*WORK ITEM*.
Answer these questions from the text below about plucking versus popping during hair treatment:
(a) What sensation is popping compared to?
(b) What does the writer hope the person is experiencing?
(c) For whom would the setting used on a life-long face plucker be "nuclear"?

*PASSAGE FOR REVIEW*.
= Beginning of Section =
Considering what you have said, there is no reason to apologize. I can only say that there is a difference between a pluck and a pop, but if you say that you feel plucking, as if the hairs are totally untreated, then I will believe you. If you were feeling the hairs popping out of the follicle the same way you feel a pimple eject a hard core from the skin when it is squeezed, that would just be a popping of the root sheath from a follicle that has left the upper portions of the skin undamaged by the treatment energy, so that you can have less healing time, and a better post treatment appearance.
I would hope that what you are experiencing is popping, and not full on plucking.
What I will say is that if you truly have really thick, deep roots, you may have hairs that are much more challenging than she is used to treating, and thus, she is not familiar or comfortable with the actual depth and intensity of treatment that these hairs require. The setting that I am forced to use on a life-long face plucker would be nuclear on a genetic female with accelerated vellus hairs.
= End of Section =
[Stored data entries]
= Beginning of Section =
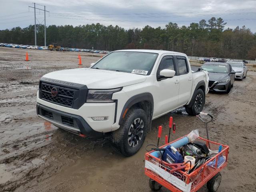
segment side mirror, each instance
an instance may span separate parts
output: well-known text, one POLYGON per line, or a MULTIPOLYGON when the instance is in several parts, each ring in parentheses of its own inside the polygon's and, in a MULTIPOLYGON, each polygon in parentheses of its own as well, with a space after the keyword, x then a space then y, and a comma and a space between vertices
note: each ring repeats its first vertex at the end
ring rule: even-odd
POLYGON ((231 74, 236 74, 236 72, 234 71, 234 70, 232 70, 231 71, 231 72, 230 73, 231 74))
POLYGON ((175 71, 171 69, 163 69, 160 71, 160 78, 171 78, 175 75, 175 71))

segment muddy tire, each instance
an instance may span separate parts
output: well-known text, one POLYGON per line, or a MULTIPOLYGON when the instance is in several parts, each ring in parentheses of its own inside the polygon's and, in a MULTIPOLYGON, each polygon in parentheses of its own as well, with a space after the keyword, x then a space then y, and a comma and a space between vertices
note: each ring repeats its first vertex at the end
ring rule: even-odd
POLYGON ((221 182, 221 174, 218 172, 207 182, 207 189, 210 192, 216 192, 221 182))
POLYGON ((196 115, 203 110, 205 102, 205 98, 203 90, 201 89, 196 90, 191 100, 191 106, 185 107, 186 112, 189 115, 196 115))
POLYGON ((135 154, 141 148, 148 131, 146 112, 138 108, 132 108, 127 112, 120 128, 113 132, 113 141, 124 156, 135 154))
POLYGON ((228 89, 226 91, 226 94, 228 94, 229 93, 229 92, 230 92, 230 90, 231 90, 231 83, 230 82, 229 83, 229 84, 228 85, 228 89))
POLYGON ((152 179, 149 179, 149 187, 153 191, 158 191, 161 189, 162 185, 152 179))

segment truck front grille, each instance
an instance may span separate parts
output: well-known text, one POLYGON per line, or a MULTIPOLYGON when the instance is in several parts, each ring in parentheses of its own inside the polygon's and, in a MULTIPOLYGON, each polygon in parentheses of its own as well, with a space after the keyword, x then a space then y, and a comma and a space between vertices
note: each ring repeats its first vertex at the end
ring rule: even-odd
POLYGON ((41 98, 52 103, 72 108, 76 90, 44 82, 41 84, 41 98), (55 92, 52 92, 53 91, 55 92), (57 93, 56 94, 56 93, 57 93))

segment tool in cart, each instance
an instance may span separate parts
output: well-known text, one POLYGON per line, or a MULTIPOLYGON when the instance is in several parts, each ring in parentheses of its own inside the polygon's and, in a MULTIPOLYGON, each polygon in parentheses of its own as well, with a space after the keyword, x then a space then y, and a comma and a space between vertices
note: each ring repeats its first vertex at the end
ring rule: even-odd
POLYGON ((167 144, 166 136, 165 145, 158 147, 158 139, 156 148, 146 153, 145 173, 150 178, 152 190, 164 186, 173 192, 194 192, 206 183, 210 191, 218 190, 221 181, 219 172, 227 164, 229 147, 209 140, 207 124, 212 120, 210 114, 202 113, 198 117, 206 124, 208 139, 200 137, 198 130, 167 144), (200 115, 211 120, 204 121, 200 115), (215 150, 209 148, 210 143, 215 150))

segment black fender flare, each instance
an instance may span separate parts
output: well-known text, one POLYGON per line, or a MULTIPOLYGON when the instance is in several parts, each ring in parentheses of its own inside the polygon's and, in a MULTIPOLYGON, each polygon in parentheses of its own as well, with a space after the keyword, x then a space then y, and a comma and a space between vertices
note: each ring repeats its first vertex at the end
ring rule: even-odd
POLYGON ((153 96, 150 93, 146 92, 134 95, 129 98, 125 103, 123 108, 123 110, 121 113, 121 115, 119 118, 118 124, 121 125, 123 119, 123 116, 126 112, 126 109, 129 109, 134 104, 142 101, 149 101, 151 104, 151 116, 153 116, 154 111, 154 99, 153 96))
MULTIPOLYGON (((192 105, 192 99, 194 98, 194 97, 195 96, 195 95, 196 94, 196 91, 198 89, 198 88, 201 86, 203 86, 204 88, 204 90, 203 90, 203 91, 204 92, 204 97, 205 98, 205 92, 206 91, 206 88, 205 87, 205 82, 204 81, 202 80, 202 81, 200 81, 197 84, 197 85, 196 85, 196 86, 195 88, 194 93, 193 94, 193 96, 192 96, 192 97, 191 97, 190 101, 189 102, 189 103, 188 104, 186 105, 186 106, 188 107, 191 107, 191 106, 192 105)), ((204 99, 204 102, 205 102, 205 99, 204 99)))

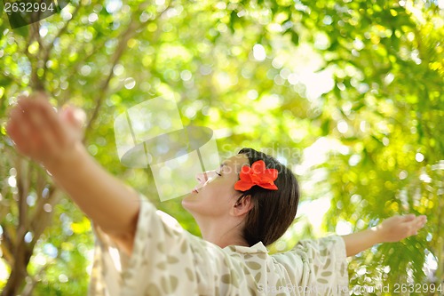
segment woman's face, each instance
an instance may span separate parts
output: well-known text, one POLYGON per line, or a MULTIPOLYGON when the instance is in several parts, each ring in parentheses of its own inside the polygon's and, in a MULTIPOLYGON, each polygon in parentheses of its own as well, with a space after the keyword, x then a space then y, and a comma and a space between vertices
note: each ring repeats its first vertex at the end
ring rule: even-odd
POLYGON ((194 190, 182 200, 183 207, 194 219, 229 215, 241 193, 234 189, 241 168, 249 164, 244 154, 235 155, 222 163, 219 168, 199 173, 194 190))

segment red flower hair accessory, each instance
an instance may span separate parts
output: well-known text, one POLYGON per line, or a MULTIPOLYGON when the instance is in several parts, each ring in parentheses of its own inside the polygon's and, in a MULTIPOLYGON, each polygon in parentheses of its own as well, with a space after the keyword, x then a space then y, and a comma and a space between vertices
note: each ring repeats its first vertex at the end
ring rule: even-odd
POLYGON ((234 184, 234 189, 246 191, 255 185, 270 190, 277 190, 274 184, 277 179, 278 172, 276 169, 266 169, 266 163, 263 160, 258 160, 251 167, 242 166, 239 178, 241 179, 234 184))

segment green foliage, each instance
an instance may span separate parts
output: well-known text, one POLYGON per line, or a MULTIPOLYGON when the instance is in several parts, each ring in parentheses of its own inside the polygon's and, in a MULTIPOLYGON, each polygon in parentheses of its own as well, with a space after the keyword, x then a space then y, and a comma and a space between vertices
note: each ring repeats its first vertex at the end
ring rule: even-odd
POLYGON ((115 116, 165 92, 174 93, 184 124, 216 131, 223 157, 244 146, 274 154, 301 180, 301 209, 330 203, 322 228, 310 224, 316 212, 302 211, 272 252, 345 222, 357 231, 396 213, 426 214, 417 236, 353 259, 351 287, 442 282, 442 20, 435 2, 379 0, 128 0, 117 8, 83 0, 14 30, 4 14, 0 245, 7 273, 12 246, 32 253, 18 291, 85 294, 92 246, 83 214, 57 198, 44 170, 5 137, 10 106, 36 90, 57 107, 84 108, 90 153, 194 234, 180 201, 160 203, 149 169, 124 168, 115 151, 115 116), (30 243, 23 244, 22 229, 33 234, 30 243), (424 262, 437 268, 424 275, 424 262))

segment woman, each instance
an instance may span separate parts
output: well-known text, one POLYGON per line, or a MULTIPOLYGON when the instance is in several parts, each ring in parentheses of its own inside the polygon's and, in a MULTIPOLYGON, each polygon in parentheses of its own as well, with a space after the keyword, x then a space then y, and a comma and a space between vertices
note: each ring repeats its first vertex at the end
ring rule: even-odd
POLYGON ((103 170, 83 147, 71 111, 58 116, 43 94, 19 100, 7 132, 93 221, 91 295, 345 295, 346 256, 415 235, 426 221, 395 216, 269 255, 266 245, 288 228, 299 197, 293 174, 273 157, 242 149, 197 177, 182 204, 199 238, 103 170))

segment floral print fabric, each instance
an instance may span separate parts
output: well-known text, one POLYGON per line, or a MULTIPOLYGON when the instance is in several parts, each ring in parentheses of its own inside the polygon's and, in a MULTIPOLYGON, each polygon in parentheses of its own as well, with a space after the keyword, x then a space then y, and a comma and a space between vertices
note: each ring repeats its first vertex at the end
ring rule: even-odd
POLYGON ((146 199, 131 257, 99 228, 94 231, 89 295, 348 295, 340 236, 305 240, 273 255, 262 243, 222 249, 146 199))

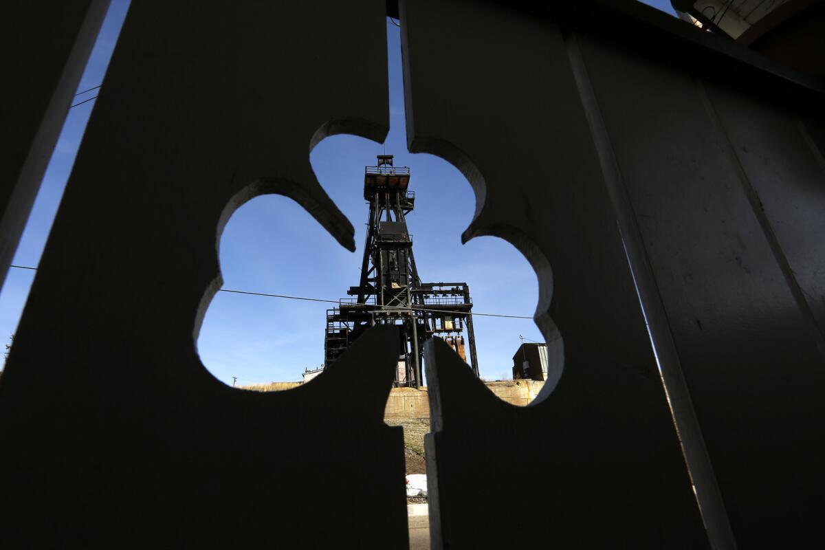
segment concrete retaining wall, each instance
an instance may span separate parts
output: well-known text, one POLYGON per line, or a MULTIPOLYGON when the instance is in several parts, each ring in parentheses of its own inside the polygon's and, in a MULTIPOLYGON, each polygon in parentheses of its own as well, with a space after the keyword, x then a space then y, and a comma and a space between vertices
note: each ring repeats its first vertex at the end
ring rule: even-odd
MULTIPOLYGON (((272 382, 268 384, 242 386, 242 389, 257 392, 280 392, 301 385, 301 382, 272 382)), ((497 380, 485 382, 487 388, 500 399, 512 405, 524 406, 533 401, 541 391, 544 382, 538 380, 497 380)), ((427 388, 394 388, 387 400, 385 418, 429 418, 430 403, 427 388)))

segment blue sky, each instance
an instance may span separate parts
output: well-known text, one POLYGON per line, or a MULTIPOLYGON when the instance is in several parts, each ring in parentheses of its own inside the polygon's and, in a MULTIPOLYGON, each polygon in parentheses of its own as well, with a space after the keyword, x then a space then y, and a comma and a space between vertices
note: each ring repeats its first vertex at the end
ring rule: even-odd
MULTIPOLYGON (((672 13, 670 2, 647 2, 672 13)), ((128 9, 114 0, 78 92, 103 80, 117 33, 128 9)), ((491 237, 462 246, 475 200, 460 173, 437 157, 407 153, 402 92, 400 32, 387 24, 390 132, 386 153, 412 171, 416 209, 408 218, 422 280, 465 281, 475 311, 531 316, 538 299, 535 275, 507 242, 491 237)), ((96 91, 77 97, 93 97, 96 91)), ((95 101, 68 116, 13 263, 36 266, 86 122, 95 101)), ((356 251, 342 248, 297 204, 280 195, 254 199, 233 215, 220 241, 224 288, 328 299, 346 297, 358 284, 366 205, 363 171, 384 146, 347 135, 328 138, 310 155, 318 181, 356 228, 356 251)), ((12 269, 0 293, 0 338, 16 330, 35 271, 12 269)), ((231 384, 299 380, 305 368, 323 360, 325 304, 218 293, 204 320, 197 347, 207 369, 231 384)), ((530 319, 474 317, 483 378, 509 378, 512 357, 523 336, 541 341, 530 319)))

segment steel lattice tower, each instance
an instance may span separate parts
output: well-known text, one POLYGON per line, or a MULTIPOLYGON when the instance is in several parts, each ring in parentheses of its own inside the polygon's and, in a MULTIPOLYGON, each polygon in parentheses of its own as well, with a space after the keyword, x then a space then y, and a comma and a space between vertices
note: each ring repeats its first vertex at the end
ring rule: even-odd
POLYGON ((395 384, 417 388, 423 379, 422 344, 434 335, 444 336, 466 361, 466 331, 476 376, 478 366, 467 284, 422 284, 418 277, 406 221, 415 206, 415 195, 407 189, 409 179, 409 168, 393 166, 393 155, 379 155, 376 166, 365 169, 370 214, 361 282, 346 293, 355 298, 342 299, 337 308, 327 310, 324 364, 332 367, 370 327, 396 325, 400 347, 395 384))

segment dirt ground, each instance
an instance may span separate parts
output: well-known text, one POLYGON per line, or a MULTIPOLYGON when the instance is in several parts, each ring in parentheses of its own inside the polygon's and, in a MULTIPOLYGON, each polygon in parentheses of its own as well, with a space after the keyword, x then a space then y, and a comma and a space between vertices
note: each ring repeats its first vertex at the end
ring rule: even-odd
POLYGON ((384 418, 389 425, 404 429, 404 462, 406 473, 427 473, 424 462, 424 435, 430 431, 429 418, 384 418))

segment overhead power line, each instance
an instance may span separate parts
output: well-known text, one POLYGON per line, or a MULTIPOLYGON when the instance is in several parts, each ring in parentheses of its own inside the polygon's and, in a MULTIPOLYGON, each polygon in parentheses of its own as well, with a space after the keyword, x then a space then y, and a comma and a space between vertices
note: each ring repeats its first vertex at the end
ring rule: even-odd
POLYGON ((93 99, 97 99, 97 96, 95 96, 94 97, 90 97, 88 99, 84 99, 82 101, 78 101, 74 105, 68 106, 68 108, 71 109, 72 107, 77 107, 78 105, 82 105, 83 103, 86 103, 87 101, 91 101, 93 99))
POLYGON ((92 92, 92 90, 97 90, 97 88, 99 88, 101 86, 103 86, 103 85, 102 84, 98 84, 97 86, 94 86, 94 87, 89 88, 88 90, 83 90, 82 92, 78 92, 78 93, 74 94, 74 96, 77 97, 78 96, 82 96, 87 92, 92 92))
MULTIPOLYGON (((12 265, 9 267, 16 267, 21 270, 32 270, 36 271, 36 267, 30 267, 28 266, 14 266, 12 265)), ((218 292, 229 292, 235 294, 249 294, 250 296, 266 296, 267 298, 283 298, 290 300, 305 300, 307 302, 324 302, 326 303, 339 303, 338 300, 327 300, 323 298, 307 298, 306 296, 290 296, 289 294, 271 294, 266 292, 250 292, 248 290, 235 290, 233 289, 219 289, 218 292)), ((460 311, 450 311, 446 309, 434 309, 431 308, 422 308, 417 306, 412 306, 412 308, 403 308, 401 306, 383 306, 384 309, 414 309, 416 311, 426 311, 426 312, 434 312, 436 313, 456 313, 466 315, 468 312, 460 311)), ((532 319, 531 317, 527 317, 526 315, 505 315, 503 313, 477 313, 475 312, 469 312, 470 315, 478 316, 478 317, 507 317, 509 319, 532 319)))

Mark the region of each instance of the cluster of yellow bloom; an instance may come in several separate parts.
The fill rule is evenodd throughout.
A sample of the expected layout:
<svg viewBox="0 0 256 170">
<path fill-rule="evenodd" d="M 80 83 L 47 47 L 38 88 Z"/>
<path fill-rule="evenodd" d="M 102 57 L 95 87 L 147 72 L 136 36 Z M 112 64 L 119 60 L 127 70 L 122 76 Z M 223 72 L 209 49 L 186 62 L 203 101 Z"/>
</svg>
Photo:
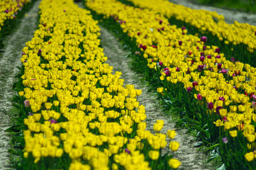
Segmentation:
<svg viewBox="0 0 256 170">
<path fill-rule="evenodd" d="M 207 30 L 218 38 L 220 40 L 226 40 L 225 43 L 247 45 L 250 52 L 256 49 L 256 26 L 248 23 L 233 24 L 225 22 L 225 18 L 216 12 L 206 10 L 196 10 L 177 5 L 165 0 L 128 0 L 135 5 L 148 8 L 159 12 L 167 18 L 174 17 L 177 20 L 189 23 L 201 31 Z"/>
<path fill-rule="evenodd" d="M 150 158 L 160 157 L 167 145 L 159 132 L 164 122 L 154 125 L 156 135 L 145 130 L 145 107 L 137 101 L 142 91 L 123 87 L 121 73 L 113 74 L 105 63 L 97 21 L 72 0 L 43 0 L 39 7 L 39 28 L 21 58 L 26 88 L 19 95 L 30 111 L 24 119 L 24 157 L 32 154 L 37 163 L 66 153 L 69 169 L 109 169 L 109 157 L 112 169 L 150 169 L 140 151 L 152 148 Z M 167 136 L 175 135 L 169 130 Z M 169 147 L 176 151 L 179 143 Z M 180 164 L 169 162 L 174 169 Z"/>
<path fill-rule="evenodd" d="M 8 19 L 13 19 L 19 10 L 30 0 L 4 0 L 0 1 L 0 31 L 4 26 L 4 22 Z"/>
<path fill-rule="evenodd" d="M 188 92 L 194 89 L 196 99 L 206 98 L 208 112 L 221 115 L 222 120 L 215 123 L 218 127 L 223 126 L 233 137 L 243 131 L 252 146 L 249 149 L 255 149 L 255 127 L 251 123 L 256 122 L 256 68 L 227 60 L 218 47 L 205 45 L 206 37 L 186 35 L 186 30 L 170 26 L 159 13 L 115 0 L 89 1 L 86 5 L 119 23 L 123 31 L 136 40 L 148 66 L 161 70 L 161 80 L 182 83 Z"/>
</svg>

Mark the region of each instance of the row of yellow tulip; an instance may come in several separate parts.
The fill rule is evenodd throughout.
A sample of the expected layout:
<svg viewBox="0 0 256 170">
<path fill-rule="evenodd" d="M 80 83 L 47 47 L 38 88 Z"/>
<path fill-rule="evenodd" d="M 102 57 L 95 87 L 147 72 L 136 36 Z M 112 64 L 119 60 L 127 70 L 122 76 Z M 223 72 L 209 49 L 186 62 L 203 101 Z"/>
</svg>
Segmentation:
<svg viewBox="0 0 256 170">
<path fill-rule="evenodd" d="M 13 19 L 21 10 L 24 4 L 30 2 L 30 0 L 4 0 L 0 1 L 0 31 L 6 20 Z"/>
<path fill-rule="evenodd" d="M 26 88 L 19 95 L 29 114 L 24 157 L 38 163 L 68 155 L 69 169 L 150 169 L 167 144 L 160 133 L 164 121 L 154 125 L 155 135 L 146 130 L 145 106 L 137 101 L 142 91 L 123 87 L 121 73 L 104 63 L 97 21 L 72 0 L 43 0 L 39 7 L 39 28 L 21 58 Z M 168 131 L 169 138 L 175 135 Z"/>
<path fill-rule="evenodd" d="M 256 49 L 256 26 L 235 21 L 233 24 L 226 23 L 225 18 L 216 12 L 196 10 L 174 4 L 165 0 L 128 0 L 135 5 L 159 12 L 167 18 L 174 17 L 189 23 L 201 31 L 209 31 L 220 40 L 228 40 L 234 45 L 243 43 L 247 45 L 250 52 Z"/>
<path fill-rule="evenodd" d="M 123 33 L 136 40 L 148 66 L 161 69 L 161 80 L 181 82 L 188 92 L 193 89 L 197 91 L 195 98 L 199 101 L 205 98 L 208 113 L 222 118 L 215 123 L 216 126 L 223 126 L 233 137 L 238 130 L 243 131 L 247 142 L 255 143 L 255 127 L 251 123 L 256 122 L 255 68 L 233 59 L 227 60 L 218 47 L 206 45 L 206 37 L 186 35 L 186 30 L 170 26 L 155 11 L 133 8 L 115 0 L 88 1 L 86 5 L 119 23 Z"/>
</svg>

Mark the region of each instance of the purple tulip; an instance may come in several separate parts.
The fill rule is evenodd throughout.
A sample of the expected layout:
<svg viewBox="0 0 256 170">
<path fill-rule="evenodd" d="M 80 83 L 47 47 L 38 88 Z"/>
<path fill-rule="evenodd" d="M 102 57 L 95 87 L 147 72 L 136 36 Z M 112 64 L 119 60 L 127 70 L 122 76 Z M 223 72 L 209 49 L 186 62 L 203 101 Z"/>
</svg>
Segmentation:
<svg viewBox="0 0 256 170">
<path fill-rule="evenodd" d="M 207 41 L 207 38 L 206 36 L 202 36 L 201 37 L 200 40 L 205 43 Z"/>
<path fill-rule="evenodd" d="M 221 52 L 221 49 L 220 49 L 220 48 L 216 48 L 216 49 L 215 50 L 215 52 L 218 52 L 218 54 L 220 54 L 220 52 Z"/>
<path fill-rule="evenodd" d="M 187 74 L 189 74 L 190 73 L 190 70 L 189 70 L 189 68 L 187 68 L 187 71 L 186 72 Z"/>
<path fill-rule="evenodd" d="M 207 103 L 207 108 L 211 110 L 213 109 L 213 102 Z"/>
<path fill-rule="evenodd" d="M 198 67 L 198 70 L 199 71 L 199 72 L 201 72 L 201 71 L 203 71 L 203 69 L 204 69 L 204 65 L 199 65 L 199 67 Z"/>
<path fill-rule="evenodd" d="M 221 106 L 217 106 L 216 107 L 216 113 L 217 113 L 218 115 L 220 114 L 220 109 L 221 109 L 221 108 L 223 108 L 221 107 Z"/>
<path fill-rule="evenodd" d="M 199 85 L 199 84 L 197 83 L 197 81 L 193 81 L 193 82 L 192 82 L 192 85 L 193 85 L 193 86 L 194 87 L 194 86 Z"/>
<path fill-rule="evenodd" d="M 231 57 L 231 62 L 235 62 L 235 57 Z"/>
<path fill-rule="evenodd" d="M 28 108 L 29 106 L 30 106 L 30 103 L 28 100 L 24 101 L 24 106 L 25 108 Z"/>
<path fill-rule="evenodd" d="M 57 123 L 57 120 L 54 119 L 49 119 L 49 121 L 50 122 L 50 123 Z"/>
<path fill-rule="evenodd" d="M 204 62 L 205 57 L 204 56 L 200 57 L 200 61 Z"/>
<path fill-rule="evenodd" d="M 254 101 L 256 101 L 256 95 L 252 94 L 252 98 Z"/>
<path fill-rule="evenodd" d="M 252 102 L 252 108 L 254 109 L 256 109 L 256 102 L 255 101 Z"/>
<path fill-rule="evenodd" d="M 225 144 L 228 143 L 228 137 L 222 137 L 222 142 Z"/>
<path fill-rule="evenodd" d="M 201 94 L 196 95 L 197 100 L 201 101 L 202 100 L 203 97 Z"/>
<path fill-rule="evenodd" d="M 126 153 L 128 153 L 128 154 L 130 154 L 130 152 L 129 151 L 128 149 L 124 149 L 124 152 L 126 152 Z"/>
<path fill-rule="evenodd" d="M 187 91 L 189 92 L 189 93 L 191 92 L 192 91 L 192 88 L 191 87 L 187 88 Z"/>
<path fill-rule="evenodd" d="M 39 49 L 38 55 L 40 55 L 40 56 L 42 55 L 42 50 L 41 49 Z"/>
<path fill-rule="evenodd" d="M 218 100 L 219 100 L 219 101 L 225 101 L 225 98 L 223 98 L 223 97 L 219 97 L 219 98 L 218 98 Z"/>
<path fill-rule="evenodd" d="M 223 74 L 227 74 L 228 73 L 228 70 L 227 69 L 222 69 L 221 72 L 222 72 Z"/>
</svg>

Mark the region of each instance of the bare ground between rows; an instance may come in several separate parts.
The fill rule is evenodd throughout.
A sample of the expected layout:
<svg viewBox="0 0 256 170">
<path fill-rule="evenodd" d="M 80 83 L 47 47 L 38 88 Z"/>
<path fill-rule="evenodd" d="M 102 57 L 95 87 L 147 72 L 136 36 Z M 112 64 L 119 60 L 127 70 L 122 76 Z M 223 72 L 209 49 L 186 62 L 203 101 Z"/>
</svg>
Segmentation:
<svg viewBox="0 0 256 170">
<path fill-rule="evenodd" d="M 165 120 L 165 125 L 160 132 L 167 134 L 168 130 L 176 130 L 177 135 L 173 141 L 177 141 L 180 143 L 178 151 L 174 153 L 174 158 L 182 162 L 182 166 L 179 169 L 216 169 L 216 167 L 210 164 L 205 163 L 208 156 L 194 147 L 196 143 L 194 137 L 187 134 L 186 130 L 176 129 L 174 128 L 175 123 L 172 118 L 165 115 L 165 113 L 160 108 L 156 95 L 152 92 L 148 92 L 148 87 L 145 83 L 140 80 L 142 75 L 138 75 L 129 67 L 130 59 L 126 57 L 128 52 L 124 50 L 116 37 L 102 26 L 101 26 L 101 39 L 104 52 L 108 57 L 106 62 L 113 66 L 113 73 L 117 71 L 121 72 L 123 74 L 121 79 L 124 79 L 124 84 L 134 85 L 135 89 L 143 91 L 138 101 L 140 104 L 145 107 L 147 130 L 154 132 L 152 127 L 153 124 L 156 123 L 156 120 Z M 167 146 L 169 146 L 169 140 L 167 142 Z M 167 152 L 172 152 L 170 149 L 166 148 L 163 152 L 165 153 Z"/>
<path fill-rule="evenodd" d="M 33 38 L 36 28 L 38 6 L 40 1 L 34 3 L 33 7 L 23 17 L 13 33 L 6 37 L 0 57 L 0 170 L 10 169 L 10 137 L 5 130 L 11 126 L 12 104 L 11 98 L 15 93 L 12 86 L 18 73 L 16 67 L 21 65 L 20 57 L 25 43 Z"/>
<path fill-rule="evenodd" d="M 235 21 L 238 23 L 247 23 L 250 25 L 256 26 L 256 13 L 248 13 L 236 10 L 228 10 L 209 6 L 205 6 L 194 3 L 189 0 L 169 0 L 176 4 L 183 5 L 194 9 L 204 9 L 209 11 L 216 11 L 219 15 L 225 17 L 225 21 L 228 23 L 233 23 Z"/>
</svg>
= End of Section =
*RESPONSE TO THIS TASK*.
(a) The feeling of a pimple ejecting a hard core from the skin when it is squeezed.
(b) Popping, not full-on plucking.
(c) A genetic female with accelerated vellus hairs.